● What the exercise asks
Below are the records. Retype exactly the lines between the lines holding "854L858 830L772 846L762" and "box: [983, 794, 1133, 960]", inclusive.

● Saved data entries
-----

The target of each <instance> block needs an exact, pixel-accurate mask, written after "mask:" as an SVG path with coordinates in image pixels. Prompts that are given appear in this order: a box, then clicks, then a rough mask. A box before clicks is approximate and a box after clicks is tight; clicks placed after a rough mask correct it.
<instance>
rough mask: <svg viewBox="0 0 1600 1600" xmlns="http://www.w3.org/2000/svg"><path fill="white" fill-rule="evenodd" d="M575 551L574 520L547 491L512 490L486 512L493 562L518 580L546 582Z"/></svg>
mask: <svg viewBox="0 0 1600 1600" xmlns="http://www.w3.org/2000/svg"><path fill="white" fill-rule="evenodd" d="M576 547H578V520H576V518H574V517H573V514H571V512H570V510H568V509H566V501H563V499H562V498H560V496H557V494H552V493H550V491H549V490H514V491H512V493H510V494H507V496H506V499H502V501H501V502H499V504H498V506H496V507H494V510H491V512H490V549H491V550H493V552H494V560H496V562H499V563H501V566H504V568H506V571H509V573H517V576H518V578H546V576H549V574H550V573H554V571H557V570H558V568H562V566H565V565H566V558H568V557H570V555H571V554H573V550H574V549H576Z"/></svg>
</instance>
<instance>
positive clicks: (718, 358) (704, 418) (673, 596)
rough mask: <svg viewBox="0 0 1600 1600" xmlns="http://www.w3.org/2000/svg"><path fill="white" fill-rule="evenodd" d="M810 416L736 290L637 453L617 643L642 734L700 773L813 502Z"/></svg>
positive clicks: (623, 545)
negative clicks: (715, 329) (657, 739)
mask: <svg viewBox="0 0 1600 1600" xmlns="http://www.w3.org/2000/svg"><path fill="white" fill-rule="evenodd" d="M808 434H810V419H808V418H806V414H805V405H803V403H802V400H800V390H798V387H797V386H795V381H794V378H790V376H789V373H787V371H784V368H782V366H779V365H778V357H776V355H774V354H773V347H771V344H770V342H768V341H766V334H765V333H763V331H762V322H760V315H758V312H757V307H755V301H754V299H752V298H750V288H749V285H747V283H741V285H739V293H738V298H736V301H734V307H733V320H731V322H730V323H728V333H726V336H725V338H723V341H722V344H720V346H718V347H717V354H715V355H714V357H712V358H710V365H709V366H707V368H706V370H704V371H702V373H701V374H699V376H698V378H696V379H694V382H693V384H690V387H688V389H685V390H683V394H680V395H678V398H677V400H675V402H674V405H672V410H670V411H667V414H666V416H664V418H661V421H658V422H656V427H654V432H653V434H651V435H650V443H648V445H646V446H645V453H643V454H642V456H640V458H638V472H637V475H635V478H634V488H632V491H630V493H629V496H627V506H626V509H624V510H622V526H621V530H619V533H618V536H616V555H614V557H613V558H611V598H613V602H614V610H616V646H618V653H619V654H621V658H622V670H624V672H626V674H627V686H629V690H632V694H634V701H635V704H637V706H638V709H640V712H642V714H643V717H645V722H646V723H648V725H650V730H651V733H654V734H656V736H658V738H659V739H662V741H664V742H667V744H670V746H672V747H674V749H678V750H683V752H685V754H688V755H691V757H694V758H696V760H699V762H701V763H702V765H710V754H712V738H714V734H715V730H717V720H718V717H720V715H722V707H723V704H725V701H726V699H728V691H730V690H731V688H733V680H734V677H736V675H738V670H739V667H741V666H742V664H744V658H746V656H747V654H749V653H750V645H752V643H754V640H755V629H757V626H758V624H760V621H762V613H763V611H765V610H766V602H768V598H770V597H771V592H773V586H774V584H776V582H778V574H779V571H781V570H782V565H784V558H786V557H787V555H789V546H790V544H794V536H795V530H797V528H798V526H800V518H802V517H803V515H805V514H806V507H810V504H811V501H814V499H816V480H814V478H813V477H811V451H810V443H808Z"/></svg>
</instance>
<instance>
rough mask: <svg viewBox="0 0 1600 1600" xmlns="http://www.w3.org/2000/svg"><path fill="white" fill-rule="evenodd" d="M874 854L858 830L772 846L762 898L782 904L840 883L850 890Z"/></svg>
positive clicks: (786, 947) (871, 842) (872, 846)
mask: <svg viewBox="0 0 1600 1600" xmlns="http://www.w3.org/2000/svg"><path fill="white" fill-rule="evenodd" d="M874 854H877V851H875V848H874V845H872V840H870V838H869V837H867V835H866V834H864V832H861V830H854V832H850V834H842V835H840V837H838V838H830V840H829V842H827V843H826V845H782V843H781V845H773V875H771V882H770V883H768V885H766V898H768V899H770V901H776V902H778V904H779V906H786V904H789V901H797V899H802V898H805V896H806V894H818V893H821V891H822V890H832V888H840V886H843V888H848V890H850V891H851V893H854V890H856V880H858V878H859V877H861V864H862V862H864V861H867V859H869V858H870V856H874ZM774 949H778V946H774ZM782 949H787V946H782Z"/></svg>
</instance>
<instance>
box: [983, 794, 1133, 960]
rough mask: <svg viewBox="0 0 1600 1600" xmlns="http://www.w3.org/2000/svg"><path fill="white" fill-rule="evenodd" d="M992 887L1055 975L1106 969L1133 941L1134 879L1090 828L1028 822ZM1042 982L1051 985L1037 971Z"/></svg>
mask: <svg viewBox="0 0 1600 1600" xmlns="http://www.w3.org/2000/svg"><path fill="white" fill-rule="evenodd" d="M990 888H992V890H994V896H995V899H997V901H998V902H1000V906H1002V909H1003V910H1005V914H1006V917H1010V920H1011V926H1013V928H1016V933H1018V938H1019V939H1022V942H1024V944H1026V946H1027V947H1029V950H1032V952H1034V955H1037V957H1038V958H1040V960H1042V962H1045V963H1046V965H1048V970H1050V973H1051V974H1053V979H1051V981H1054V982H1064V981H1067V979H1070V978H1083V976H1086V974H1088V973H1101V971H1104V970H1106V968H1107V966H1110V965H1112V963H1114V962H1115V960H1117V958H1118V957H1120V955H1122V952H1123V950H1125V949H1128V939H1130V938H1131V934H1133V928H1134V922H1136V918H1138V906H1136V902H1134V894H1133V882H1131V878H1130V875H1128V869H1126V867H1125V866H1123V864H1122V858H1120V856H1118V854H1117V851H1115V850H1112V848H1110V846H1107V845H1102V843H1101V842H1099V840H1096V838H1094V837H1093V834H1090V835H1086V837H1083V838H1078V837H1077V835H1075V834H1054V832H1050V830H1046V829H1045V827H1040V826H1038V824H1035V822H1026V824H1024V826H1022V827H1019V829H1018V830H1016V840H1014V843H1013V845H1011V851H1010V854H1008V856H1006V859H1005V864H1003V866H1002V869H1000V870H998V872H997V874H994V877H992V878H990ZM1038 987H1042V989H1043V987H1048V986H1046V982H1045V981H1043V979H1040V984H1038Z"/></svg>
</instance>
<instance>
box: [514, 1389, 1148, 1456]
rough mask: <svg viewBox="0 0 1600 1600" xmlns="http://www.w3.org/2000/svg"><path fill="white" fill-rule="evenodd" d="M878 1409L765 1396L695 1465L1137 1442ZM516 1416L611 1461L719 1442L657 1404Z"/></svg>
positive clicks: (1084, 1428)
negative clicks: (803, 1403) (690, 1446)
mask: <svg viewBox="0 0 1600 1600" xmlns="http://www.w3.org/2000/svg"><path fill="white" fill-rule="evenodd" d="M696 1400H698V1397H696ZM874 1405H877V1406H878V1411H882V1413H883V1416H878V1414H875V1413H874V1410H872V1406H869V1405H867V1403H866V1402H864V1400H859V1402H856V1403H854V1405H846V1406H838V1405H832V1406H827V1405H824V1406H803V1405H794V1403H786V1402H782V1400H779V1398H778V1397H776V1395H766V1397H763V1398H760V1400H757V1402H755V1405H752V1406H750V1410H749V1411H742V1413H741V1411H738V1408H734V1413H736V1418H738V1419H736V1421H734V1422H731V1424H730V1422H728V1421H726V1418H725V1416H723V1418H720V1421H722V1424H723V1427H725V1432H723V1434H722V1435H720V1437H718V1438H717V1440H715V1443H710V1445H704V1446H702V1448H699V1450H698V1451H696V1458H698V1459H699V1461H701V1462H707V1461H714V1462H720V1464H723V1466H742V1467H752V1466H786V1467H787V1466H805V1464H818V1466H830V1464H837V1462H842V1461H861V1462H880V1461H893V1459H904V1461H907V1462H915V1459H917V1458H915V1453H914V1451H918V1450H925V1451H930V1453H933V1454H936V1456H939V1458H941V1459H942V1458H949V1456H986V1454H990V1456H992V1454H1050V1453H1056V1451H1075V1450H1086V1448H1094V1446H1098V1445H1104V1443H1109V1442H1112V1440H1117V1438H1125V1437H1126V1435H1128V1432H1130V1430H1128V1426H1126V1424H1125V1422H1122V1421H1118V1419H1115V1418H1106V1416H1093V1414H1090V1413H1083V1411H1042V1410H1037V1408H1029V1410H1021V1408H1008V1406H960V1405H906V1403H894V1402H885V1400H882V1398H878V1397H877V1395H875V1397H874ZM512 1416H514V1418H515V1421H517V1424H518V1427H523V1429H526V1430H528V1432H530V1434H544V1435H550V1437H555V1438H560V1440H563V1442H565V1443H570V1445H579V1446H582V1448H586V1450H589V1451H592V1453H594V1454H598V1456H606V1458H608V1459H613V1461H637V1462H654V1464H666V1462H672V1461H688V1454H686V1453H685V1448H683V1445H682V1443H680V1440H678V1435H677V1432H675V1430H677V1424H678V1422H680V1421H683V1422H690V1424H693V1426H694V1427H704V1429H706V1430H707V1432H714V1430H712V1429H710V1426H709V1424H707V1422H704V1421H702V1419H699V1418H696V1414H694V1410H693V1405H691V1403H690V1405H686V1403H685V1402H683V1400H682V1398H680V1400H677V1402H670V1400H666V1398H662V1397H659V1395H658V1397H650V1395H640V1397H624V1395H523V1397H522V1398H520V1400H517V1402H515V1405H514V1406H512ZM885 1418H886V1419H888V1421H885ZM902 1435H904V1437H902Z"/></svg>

-----

● Answer for the task
rough mask: <svg viewBox="0 0 1600 1600" xmlns="http://www.w3.org/2000/svg"><path fill="white" fill-rule="evenodd" d="M874 854L858 830L772 846L762 898L782 904L840 883L850 890Z"/></svg>
positive clicks: (786, 947) (871, 842) (872, 846)
mask: <svg viewBox="0 0 1600 1600" xmlns="http://www.w3.org/2000/svg"><path fill="white" fill-rule="evenodd" d="M874 854H877V851H875V848H874V845H872V840H870V838H869V837H867V835H866V834H864V832H861V830H854V832H850V834H842V835H840V837H838V838H830V840H829V842H827V843H826V845H782V843H781V845H773V875H771V882H770V883H768V885H766V898H768V899H770V901H776V902H778V904H779V906H786V904H789V901H797V899H802V898H805V896H806V894H818V893H821V891H822V890H832V888H840V886H843V888H848V890H850V891H851V893H854V890H856V880H858V878H859V877H861V864H862V862H864V861H867V859H869V858H870V856H874ZM774 949H778V946H774ZM782 949H787V946H782Z"/></svg>
</instance>
<instance>
box: [983, 794, 1133, 960]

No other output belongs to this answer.